**Задание 1**
Приведите дословно отрывок фрагмента текста от слов «С мамой Мартой» до слов «забираемся в люк и...» включительно.
**Задание 2**
Проверьте по фрагменту текста три утверждения. На каждое ответьте «да» или «нет» и приведите точную цитату, которая это решает.
(а) Директор Слезберг разрешал приглашать на съемку дам.
(б) Соперником Никиты в сватовстве к Насте был Андрей Миронов.
(в) Люся вылезла из танка, когда помощник оператора позвал ее.

**Фрагмент текста**
7days.ru Полная версия сайта

Евгений Стеблов: «В Вертинскую я влюбился сразу»

«Она поцеловала меня в ухо... У меня мороз по коже пошел, настолько сильное это было ощущение».

Читать на сайте 7days.ru

Работать приходилось очень тяжело, ночами.
На площадке всем заправлял директор, Николай Миронович Слезберг, бывший хозяин фирмы «Тульские самовары». Он был похож на де Голля, говорил очень тонким голосом (этот незабываемый тембр я впоследствии использовал, создавая образ своего персонажа в картине Никиты Михалкова «Раба любви»), кроме того, слыл большим любителем женщин и франтом — неизменно ходил во французских костюмах, которые ему присылала из Парижа сестра.

Слезберг поддерживал железный порядок на площадке.

С мамой Мартой Борисовной и отцом Юрием Викторовичем
Фото: Из Архива Е. Стеблова

А надо сказать, вокруг нас тогда все время крутилось много белорусских девушек. Случалось, приезжаешь после ночной съемки, открываешь свой номер — а там девушка сидит! И невинно щебечет: «Извините, я, кажется, дверь перепутала...»

Так вот Слезберг категорически запрещал приглашать на съемку дам — чтобы никто не отвлекался.

Однажды помощник оператора все же ослушался и привел свою знакомую. А чтобы она Слезбергу на глаза не попалась, спрятал ее в танк.
У нас с Никитой как раз предстояли съемки очередной сцены в танке. Мы с ним забираемся в люк и...

обнаруживаем там девушку!

Было очень забавно: снаружи одна жизнь — я выныриваю из люка, играю военную сцену, а внутри у Никиты шашни с этой незнакомкой. Потом мы меняемся позициями: Никита снимается, а я утешаю белорусскую красавицу. В это время вокруг танка бегает помощник оператора, стучит по броне и приглушенным голосом зовет: «Люся, вылезай! Люся, вылезай!» Но Люся так и не вылезла. Сидела в танке до конца, пока его не отогнали на танкодром. Там ее и выпустили.

— А Никита в это время уже был женат на Анастасии Вертинской?

— Нет, еще только сватался. У них как раз был роман. Он писал ей письма. Соперником Никиты был Андрей Миронов, он тоже сватался к Насте.

Я был невольным свидетелем Никитиной влюбленности.

Помню их свадьбу в гостинице «Националь». И сторожа Никитиной дачи, смешного человека, который, обобщая все тосты, поднимался и многозначительно говорил: «За любоф». И так много-много раз в течение вечера.

Никита и Настя некоторое время после свадьбы жили в однокомнатной квартире Андрона Кончаловского возле метро «Аэропорт». Я к ним приходил в гости, Настя жарила оладушки. Она была очень красивая, даже без макияжа, и только когда мы куда-то отправлялись, Настя брала черный карандаш и шла к зеркалу, чтобы подвести фирменные черные стрелки: «Сейчас будем делать Вертинскую».

**Материал**

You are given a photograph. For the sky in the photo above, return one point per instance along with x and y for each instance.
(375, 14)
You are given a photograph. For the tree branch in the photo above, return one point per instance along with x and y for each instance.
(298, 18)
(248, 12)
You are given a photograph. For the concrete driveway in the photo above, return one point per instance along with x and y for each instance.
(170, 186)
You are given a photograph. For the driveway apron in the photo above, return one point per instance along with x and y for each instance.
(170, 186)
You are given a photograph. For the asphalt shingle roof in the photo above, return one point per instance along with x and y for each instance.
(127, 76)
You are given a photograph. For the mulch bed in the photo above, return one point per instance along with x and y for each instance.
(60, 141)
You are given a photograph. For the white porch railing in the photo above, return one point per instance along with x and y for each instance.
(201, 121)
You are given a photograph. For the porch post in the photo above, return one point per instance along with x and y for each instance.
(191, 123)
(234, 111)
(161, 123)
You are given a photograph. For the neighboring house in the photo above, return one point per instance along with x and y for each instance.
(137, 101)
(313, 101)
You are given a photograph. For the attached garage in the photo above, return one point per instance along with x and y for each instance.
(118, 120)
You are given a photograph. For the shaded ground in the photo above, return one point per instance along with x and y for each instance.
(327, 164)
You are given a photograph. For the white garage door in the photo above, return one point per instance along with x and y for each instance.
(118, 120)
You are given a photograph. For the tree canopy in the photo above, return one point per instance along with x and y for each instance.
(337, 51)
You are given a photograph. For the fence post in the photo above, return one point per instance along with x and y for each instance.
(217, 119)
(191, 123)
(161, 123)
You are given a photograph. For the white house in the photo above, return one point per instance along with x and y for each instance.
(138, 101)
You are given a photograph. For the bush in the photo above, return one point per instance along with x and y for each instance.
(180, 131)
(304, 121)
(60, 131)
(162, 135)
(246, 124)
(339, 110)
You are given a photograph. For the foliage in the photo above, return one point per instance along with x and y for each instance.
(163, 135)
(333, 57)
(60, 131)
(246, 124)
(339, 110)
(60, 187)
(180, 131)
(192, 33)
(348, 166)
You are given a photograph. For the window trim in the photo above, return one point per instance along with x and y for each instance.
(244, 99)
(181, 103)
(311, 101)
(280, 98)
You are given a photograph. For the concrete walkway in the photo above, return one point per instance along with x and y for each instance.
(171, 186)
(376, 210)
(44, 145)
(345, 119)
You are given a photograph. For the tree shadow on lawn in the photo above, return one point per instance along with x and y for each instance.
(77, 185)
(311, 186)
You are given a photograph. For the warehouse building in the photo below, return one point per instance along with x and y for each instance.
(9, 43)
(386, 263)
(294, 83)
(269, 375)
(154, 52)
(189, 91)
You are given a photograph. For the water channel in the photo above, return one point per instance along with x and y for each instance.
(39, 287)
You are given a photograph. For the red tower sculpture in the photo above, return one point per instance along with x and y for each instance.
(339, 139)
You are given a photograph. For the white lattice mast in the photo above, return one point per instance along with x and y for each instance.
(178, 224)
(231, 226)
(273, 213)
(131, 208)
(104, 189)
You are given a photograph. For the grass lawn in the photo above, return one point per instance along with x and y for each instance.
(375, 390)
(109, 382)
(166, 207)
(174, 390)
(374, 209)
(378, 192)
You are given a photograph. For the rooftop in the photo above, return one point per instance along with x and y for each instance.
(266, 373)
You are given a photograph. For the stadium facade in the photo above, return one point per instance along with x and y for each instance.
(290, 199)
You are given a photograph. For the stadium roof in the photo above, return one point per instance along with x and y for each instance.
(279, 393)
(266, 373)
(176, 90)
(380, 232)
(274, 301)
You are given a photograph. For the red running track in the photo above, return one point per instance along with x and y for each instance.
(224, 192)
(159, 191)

**Ответ 1**
С мамой Мартой Борисовной и отцом Юрием Викторовичем
Фото: Из Архива Е. Стеблова

А надо сказать, вокруг нас тогда все время крутилось много белорусских девушек. Случалось, приезжаешь после ночной съемки, открываешь свой номер — а там девушка сидит! И невинно щебечет: «Извините, я, кажется, дверь перепутала...»

Так вот Слезберг категорически запрещал приглашать на съемку дам — чтобы никто не отвлекался.

Однажды помощник оператора все же ослушался и привел свою знакомую. А чтобы она Слезбергу на глаза не попалась, спрятал ее в танк.
У нас с Никитой как раз предстояли съемки очередной сцены в танке. Мы с ним забираемся в люк и...

**Ответ 2**
(а) Нет: «Так вот Слезберг категорически запрещал приглашать на съемку дам — чтобы никто не отвлекался».
(б) Да: «Соперником Никиты был Андрей Миронов, он тоже сватался к Насте».
(в) Нет: «Но Люся так и не вылезла».